▶ [EXERCISE DETAILS] Set out the listing below as a Markdown table with two columns, Row and Line. Put a running number in the first column and one line of the listing in the second, skipping blank lines.

** start **

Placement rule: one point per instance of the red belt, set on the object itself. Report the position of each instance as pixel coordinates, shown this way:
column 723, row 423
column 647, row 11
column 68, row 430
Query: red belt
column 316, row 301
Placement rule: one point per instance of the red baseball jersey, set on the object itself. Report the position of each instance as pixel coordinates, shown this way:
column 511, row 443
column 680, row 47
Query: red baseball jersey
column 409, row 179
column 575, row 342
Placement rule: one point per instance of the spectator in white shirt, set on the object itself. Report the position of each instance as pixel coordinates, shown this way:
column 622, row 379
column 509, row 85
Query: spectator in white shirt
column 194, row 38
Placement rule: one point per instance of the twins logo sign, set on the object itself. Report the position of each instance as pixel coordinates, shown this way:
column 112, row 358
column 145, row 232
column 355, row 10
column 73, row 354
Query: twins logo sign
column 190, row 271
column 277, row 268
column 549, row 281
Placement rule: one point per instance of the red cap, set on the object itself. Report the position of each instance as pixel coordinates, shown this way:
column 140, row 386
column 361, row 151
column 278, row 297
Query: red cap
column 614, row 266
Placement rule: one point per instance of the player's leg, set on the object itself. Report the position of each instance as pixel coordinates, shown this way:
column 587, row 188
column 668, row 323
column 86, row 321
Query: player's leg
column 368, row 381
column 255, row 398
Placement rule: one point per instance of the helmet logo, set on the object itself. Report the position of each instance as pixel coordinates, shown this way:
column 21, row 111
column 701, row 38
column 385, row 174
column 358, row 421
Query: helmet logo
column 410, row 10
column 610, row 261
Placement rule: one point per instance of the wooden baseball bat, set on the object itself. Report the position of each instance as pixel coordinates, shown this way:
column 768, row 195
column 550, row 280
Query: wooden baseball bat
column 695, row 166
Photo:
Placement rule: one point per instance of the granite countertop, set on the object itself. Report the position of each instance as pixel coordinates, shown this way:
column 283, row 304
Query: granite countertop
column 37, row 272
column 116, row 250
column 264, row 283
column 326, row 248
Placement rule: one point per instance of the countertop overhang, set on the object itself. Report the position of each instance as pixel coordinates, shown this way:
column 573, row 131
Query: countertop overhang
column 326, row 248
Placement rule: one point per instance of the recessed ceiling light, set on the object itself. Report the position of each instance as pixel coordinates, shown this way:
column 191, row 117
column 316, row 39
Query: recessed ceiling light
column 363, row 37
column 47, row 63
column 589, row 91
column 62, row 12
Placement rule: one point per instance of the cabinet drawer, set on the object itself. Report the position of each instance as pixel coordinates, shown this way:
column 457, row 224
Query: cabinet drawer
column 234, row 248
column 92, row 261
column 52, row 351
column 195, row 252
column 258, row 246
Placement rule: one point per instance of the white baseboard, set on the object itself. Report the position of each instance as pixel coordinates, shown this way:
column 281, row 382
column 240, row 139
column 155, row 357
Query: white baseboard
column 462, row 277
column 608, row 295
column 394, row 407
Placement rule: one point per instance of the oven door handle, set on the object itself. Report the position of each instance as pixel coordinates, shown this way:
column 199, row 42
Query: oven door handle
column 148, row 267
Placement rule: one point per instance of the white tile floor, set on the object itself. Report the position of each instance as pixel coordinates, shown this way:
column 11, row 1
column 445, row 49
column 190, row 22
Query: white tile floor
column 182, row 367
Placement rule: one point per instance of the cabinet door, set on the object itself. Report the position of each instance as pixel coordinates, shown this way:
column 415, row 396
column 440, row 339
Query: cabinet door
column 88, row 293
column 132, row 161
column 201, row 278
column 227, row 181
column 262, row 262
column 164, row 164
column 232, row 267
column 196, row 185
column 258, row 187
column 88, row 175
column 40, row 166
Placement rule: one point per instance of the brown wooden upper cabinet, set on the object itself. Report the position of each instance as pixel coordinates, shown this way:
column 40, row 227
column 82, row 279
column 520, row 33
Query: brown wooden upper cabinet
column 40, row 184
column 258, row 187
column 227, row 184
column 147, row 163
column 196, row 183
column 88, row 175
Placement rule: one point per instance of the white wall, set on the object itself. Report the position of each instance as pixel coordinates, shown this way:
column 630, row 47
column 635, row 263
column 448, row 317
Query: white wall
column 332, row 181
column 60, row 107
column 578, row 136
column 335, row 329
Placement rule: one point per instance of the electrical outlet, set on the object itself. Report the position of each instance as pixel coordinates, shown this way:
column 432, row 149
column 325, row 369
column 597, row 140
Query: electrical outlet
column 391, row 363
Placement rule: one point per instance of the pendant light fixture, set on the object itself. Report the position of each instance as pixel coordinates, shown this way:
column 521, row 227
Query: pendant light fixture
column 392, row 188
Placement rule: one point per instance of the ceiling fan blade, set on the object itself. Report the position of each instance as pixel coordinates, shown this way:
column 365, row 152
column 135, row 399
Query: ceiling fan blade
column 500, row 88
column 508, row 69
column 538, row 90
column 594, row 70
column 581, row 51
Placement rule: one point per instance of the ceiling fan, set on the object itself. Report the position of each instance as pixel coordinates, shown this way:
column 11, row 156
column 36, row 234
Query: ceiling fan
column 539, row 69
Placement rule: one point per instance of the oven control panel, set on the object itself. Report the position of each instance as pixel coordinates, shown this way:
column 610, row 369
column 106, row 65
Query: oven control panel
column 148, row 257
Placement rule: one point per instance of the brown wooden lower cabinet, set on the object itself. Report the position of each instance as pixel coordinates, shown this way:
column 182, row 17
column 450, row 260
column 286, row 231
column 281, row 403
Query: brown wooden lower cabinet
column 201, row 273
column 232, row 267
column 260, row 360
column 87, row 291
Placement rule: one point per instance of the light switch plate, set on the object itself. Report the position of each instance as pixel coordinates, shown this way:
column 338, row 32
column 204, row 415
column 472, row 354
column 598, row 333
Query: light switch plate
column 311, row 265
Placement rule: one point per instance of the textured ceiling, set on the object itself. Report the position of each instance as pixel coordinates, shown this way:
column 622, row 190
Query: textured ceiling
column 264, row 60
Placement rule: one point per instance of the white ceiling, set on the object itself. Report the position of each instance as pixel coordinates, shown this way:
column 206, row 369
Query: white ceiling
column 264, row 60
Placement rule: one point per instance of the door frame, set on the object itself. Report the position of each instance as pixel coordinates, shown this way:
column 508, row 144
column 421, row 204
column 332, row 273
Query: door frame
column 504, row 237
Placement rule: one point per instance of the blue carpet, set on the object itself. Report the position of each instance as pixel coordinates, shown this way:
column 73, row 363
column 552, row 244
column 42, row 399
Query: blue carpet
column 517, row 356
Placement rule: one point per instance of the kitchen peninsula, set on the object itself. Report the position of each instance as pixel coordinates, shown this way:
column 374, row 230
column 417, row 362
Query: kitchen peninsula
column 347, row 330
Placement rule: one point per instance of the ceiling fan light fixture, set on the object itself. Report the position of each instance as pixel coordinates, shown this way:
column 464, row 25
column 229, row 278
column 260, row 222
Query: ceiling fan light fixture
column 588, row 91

** end **

▶ [OUTPUT FOR THIS EXERCISE]
| Row | Line |
|---|---|
| 1 | Placement rule: one point per instance of the red belt, set on the object itself. Report the position of each instance as pixel coordinates, shown this way: |
| 2 | column 723, row 423 |
| 3 | column 647, row 11 |
| 4 | column 68, row 430 |
| 5 | Query: red belt |
| 6 | column 316, row 301 |
| 7 | Placement rule: one point per instance of the red baseball jersey, set on the object itself. Report the position of each instance as pixel coordinates, shown this way: |
| 8 | column 511, row 443 |
| 9 | column 680, row 47 |
| 10 | Query: red baseball jersey |
| 11 | column 409, row 179 |
| 12 | column 575, row 342 |
| 13 | Placement rule: one point per instance of the spectator in white shirt, set on the object itself. Report the position of each instance as pixel coordinates, shown this way: |
| 14 | column 622, row 379 |
| 15 | column 509, row 85 |
| 16 | Query: spectator in white shirt |
| 17 | column 194, row 38 |
| 18 | Placement rule: one point per instance of the twins logo sign, set on the object itself. Report the position of each instance as pixel coordinates, shown this way: |
| 19 | column 112, row 358 |
| 20 | column 145, row 232 |
| 21 | column 355, row 10 |
| 22 | column 73, row 354 |
| 23 | Query: twins logo sign |
| 24 | column 190, row 271 |
| 25 | column 277, row 268 |
| 26 | column 549, row 281 |
| 27 | Placement rule: one point per instance of the red cap, set on the object itself. Report the position of each instance as pixel coordinates, shown this way: |
| 28 | column 140, row 386 |
| 29 | column 361, row 151 |
| 30 | column 278, row 297 |
| 31 | Query: red cap |
| 32 | column 614, row 266 |
| 33 | Placement rule: one point per instance of the player's leg, set on the object itself. Report the position of each instance as pixel coordinates, shown this way: |
| 34 | column 587, row 188 |
| 35 | column 668, row 323 |
| 36 | column 86, row 321 |
| 37 | Query: player's leg |
| 38 | column 368, row 381 |
| 39 | column 255, row 398 |
| 40 | Placement rule: one point per instance of the helmet logo, set on the object itself. Report the position of each instance as pixel coordinates, shown this way: |
| 41 | column 21, row 111 |
| 42 | column 701, row 38 |
| 43 | column 385, row 174 |
| 44 | column 358, row 421 |
| 45 | Query: helmet logo |
| 46 | column 410, row 10 |
| 47 | column 610, row 261 |
| 48 | Placement rule: one point per instance of the wooden baseball bat, set on the object itself. Report the position of each instance as pixel coordinates, shown this way: |
| 49 | column 768, row 195 |
| 50 | column 550, row 280 |
| 51 | Query: wooden baseball bat |
| 52 | column 695, row 166 |
| 53 | Photo: |
| 54 | Placement rule: one point per instance of the granite countertop, set on the object itself. Report the position of each instance as pixel coordinates, shown this way: |
| 55 | column 283, row 304 |
| 56 | Query: granite countertop |
| 57 | column 37, row 272 |
| 58 | column 116, row 250 |
| 59 | column 264, row 283 |
| 60 | column 326, row 248 |
| 61 | Placement rule: one point per instance of the countertop overhang, set on the object itself. Report the position of each instance as pixel coordinates, shown this way: |
| 62 | column 573, row 131 |
| 63 | Query: countertop overhang |
| 64 | column 326, row 248 |
| 65 | Placement rule: one point per instance of the recessed ceiling light, set on the object itself. Report the position of each instance as pixel coordinates, shown this way: |
| 66 | column 191, row 117 |
| 67 | column 316, row 39 |
| 68 | Query: recessed ceiling light |
| 69 | column 363, row 37 |
| 70 | column 47, row 63 |
| 71 | column 589, row 91 |
| 72 | column 62, row 12 |
| 73 | Placement rule: one point per instance of the cabinet drawer, set on the object itself. Report the position of each instance as pixel coordinates, shown this way: |
| 74 | column 457, row 224 |
| 75 | Query: cabinet drawer |
| 76 | column 234, row 248 |
| 77 | column 92, row 261 |
| 78 | column 52, row 351 |
| 79 | column 195, row 252 |
| 80 | column 258, row 246 |
| 81 | Placement rule: one point per instance of the white baseboard, set on the object itself. Report the position of each instance as pixel coordinates, shown this way: |
| 82 | column 281, row 382 |
| 83 | column 240, row 139 |
| 84 | column 155, row 357 |
| 85 | Query: white baseboard |
| 86 | column 462, row 277 |
| 87 | column 608, row 295 |
| 88 | column 394, row 407 |
| 89 | Placement rule: one point per instance of the oven door handle, set on the object itself. Report the position of each instance as pixel coordinates, shown this way: |
| 90 | column 199, row 42 |
| 91 | Query: oven door handle |
| 92 | column 148, row 267 |
| 93 | Placement rule: one point per instance of the white tile floor, set on the object itself. Report the position of each instance as pixel coordinates, shown this way: |
| 94 | column 11, row 1 |
| 95 | column 445, row 49 |
| 96 | column 190, row 22 |
| 97 | Query: white tile floor |
| 98 | column 182, row 367 |
| 99 | Placement rule: one point per instance of the cabinet door, set on the object itself. Report the position of each instance as pixel coordinates, shown this way: |
| 100 | column 415, row 396 |
| 101 | column 440, row 339 |
| 102 | Query: cabinet door |
| 103 | column 88, row 293 |
| 104 | column 132, row 161 |
| 105 | column 201, row 278 |
| 106 | column 227, row 181 |
| 107 | column 262, row 262 |
| 108 | column 164, row 164 |
| 109 | column 232, row 267 |
| 110 | column 196, row 185 |
| 111 | column 258, row 187 |
| 112 | column 88, row 175 |
| 113 | column 40, row 166 |
| 114 | Placement rule: one point per instance of the brown wooden upper cabinet, set on the object itself. Report the position of each instance as pixel coordinates, shown this way: |
| 115 | column 40, row 227 |
| 116 | column 82, row 279 |
| 117 | column 520, row 33 |
| 118 | Query: brown wooden upper cabinet |
| 119 | column 40, row 184 |
| 120 | column 258, row 187 |
| 121 | column 227, row 184 |
| 122 | column 147, row 163 |
| 123 | column 196, row 183 |
| 124 | column 88, row 175 |
| 125 | Placement rule: one point per instance of the white wall, set on the object itself. Report the position of each instance as pixel coordinates, shown this way: |
| 126 | column 630, row 47 |
| 127 | column 635, row 263 |
| 128 | column 448, row 317 |
| 129 | Query: white wall |
| 130 | column 332, row 181 |
| 131 | column 60, row 107 |
| 132 | column 578, row 136 |
| 133 | column 335, row 329 |
| 134 | Placement rule: one point per instance of the electrical outlet, set on the object itself. Report the position of each instance as pixel coordinates, shown this way: |
| 135 | column 432, row 149 |
| 136 | column 325, row 369 |
| 137 | column 597, row 140 |
| 138 | Query: electrical outlet |
| 139 | column 391, row 363 |
| 140 | Placement rule: one point per instance of the pendant light fixture, set on the object itself. Report the position of each instance as pixel coordinates, shown this way: |
| 141 | column 521, row 227 |
| 142 | Query: pendant light fixture |
| 143 | column 392, row 188 |
| 144 | Placement rule: one point per instance of the ceiling fan blade, set on the object itself. Report the position of each instance as pixel coordinates, shown this way: |
| 145 | column 365, row 152 |
| 146 | column 135, row 399 |
| 147 | Query: ceiling fan blade |
| 148 | column 500, row 88 |
| 149 | column 508, row 69 |
| 150 | column 538, row 90 |
| 151 | column 594, row 70 |
| 152 | column 581, row 51 |
| 153 | Placement rule: one point per instance of the ceiling fan, set on the object itself. Report the position of each instance as pixel coordinates, shown this way: |
| 154 | column 11, row 156 |
| 155 | column 36, row 234 |
| 156 | Query: ceiling fan |
| 157 | column 539, row 69 |
| 158 | Placement rule: one point per instance of the oven control panel, set on the object itself. Report the position of each instance as pixel coordinates, shown this way: |
| 159 | column 610, row 369 |
| 160 | column 106, row 65 |
| 161 | Query: oven control panel |
| 162 | column 148, row 257 |
| 163 | Placement rule: one point per instance of the brown wooden lower cabinet, set on the object itself. Report the position of each instance as pixel coordinates, shown this way: |
| 164 | column 182, row 17 |
| 165 | column 450, row 260 |
| 166 | column 286, row 231 |
| 167 | column 281, row 403 |
| 168 | Query: brown wooden lower cabinet |
| 169 | column 201, row 273 |
| 170 | column 232, row 267 |
| 171 | column 260, row 360 |
| 172 | column 87, row 291 |
| 173 | Placement rule: one point per instance of the light switch plate, set on the object itself. Report the position of each instance as pixel coordinates, shown this way: |
| 174 | column 338, row 32 |
| 175 | column 204, row 415 |
| 176 | column 472, row 354 |
| 177 | column 598, row 333 |
| 178 | Query: light switch plate |
| 179 | column 311, row 265 |
| 180 | Placement rule: one point per instance of the textured ceiling, set on the object itself. Report the position of each instance as pixel coordinates, shown this way: |
| 181 | column 622, row 190 |
| 182 | Query: textured ceiling |
| 183 | column 264, row 60 |
| 184 | Placement rule: one point per instance of the white ceiling, set on the object itself. Report the position of each instance as pixel coordinates, shown this way: |
| 185 | column 206, row 369 |
| 186 | Query: white ceiling |
| 187 | column 264, row 60 |
| 188 | Placement rule: one point per instance of the door frame, set on the object itself. Report the position of each instance as pixel coordinates, shown this way: |
| 189 | column 508, row 144 |
| 190 | column 421, row 204 |
| 191 | column 332, row 273 |
| 192 | Query: door frame |
| 193 | column 504, row 237 |
| 194 | Placement rule: one point per instance of the blue carpet, set on the object itself. Report the position of each instance as pixel coordinates, shown this way: |
| 195 | column 73, row 363 |
| 196 | column 552, row 244 |
| 197 | column 42, row 399 |
| 198 | Query: blue carpet |
| 199 | column 517, row 356 |
| 200 | Placement rule: one point per instance of the kitchen peninsula, set on the object itself. Report the position of each instance as pixel coordinates, shown this way: |
| 201 | column 374, row 230 |
| 202 | column 417, row 362 |
| 203 | Query: kitchen peninsula |
| 204 | column 347, row 330 |
| 205 | Placement rule: one point per instance of the ceiling fan light fixture, set on the object itself. Report the position of each instance as pixel coordinates, shown this way: |
| 206 | column 464, row 25 |
| 207 | column 229, row 278 |
| 208 | column 260, row 222 |
| 209 | Query: ceiling fan light fixture |
| 210 | column 588, row 91 |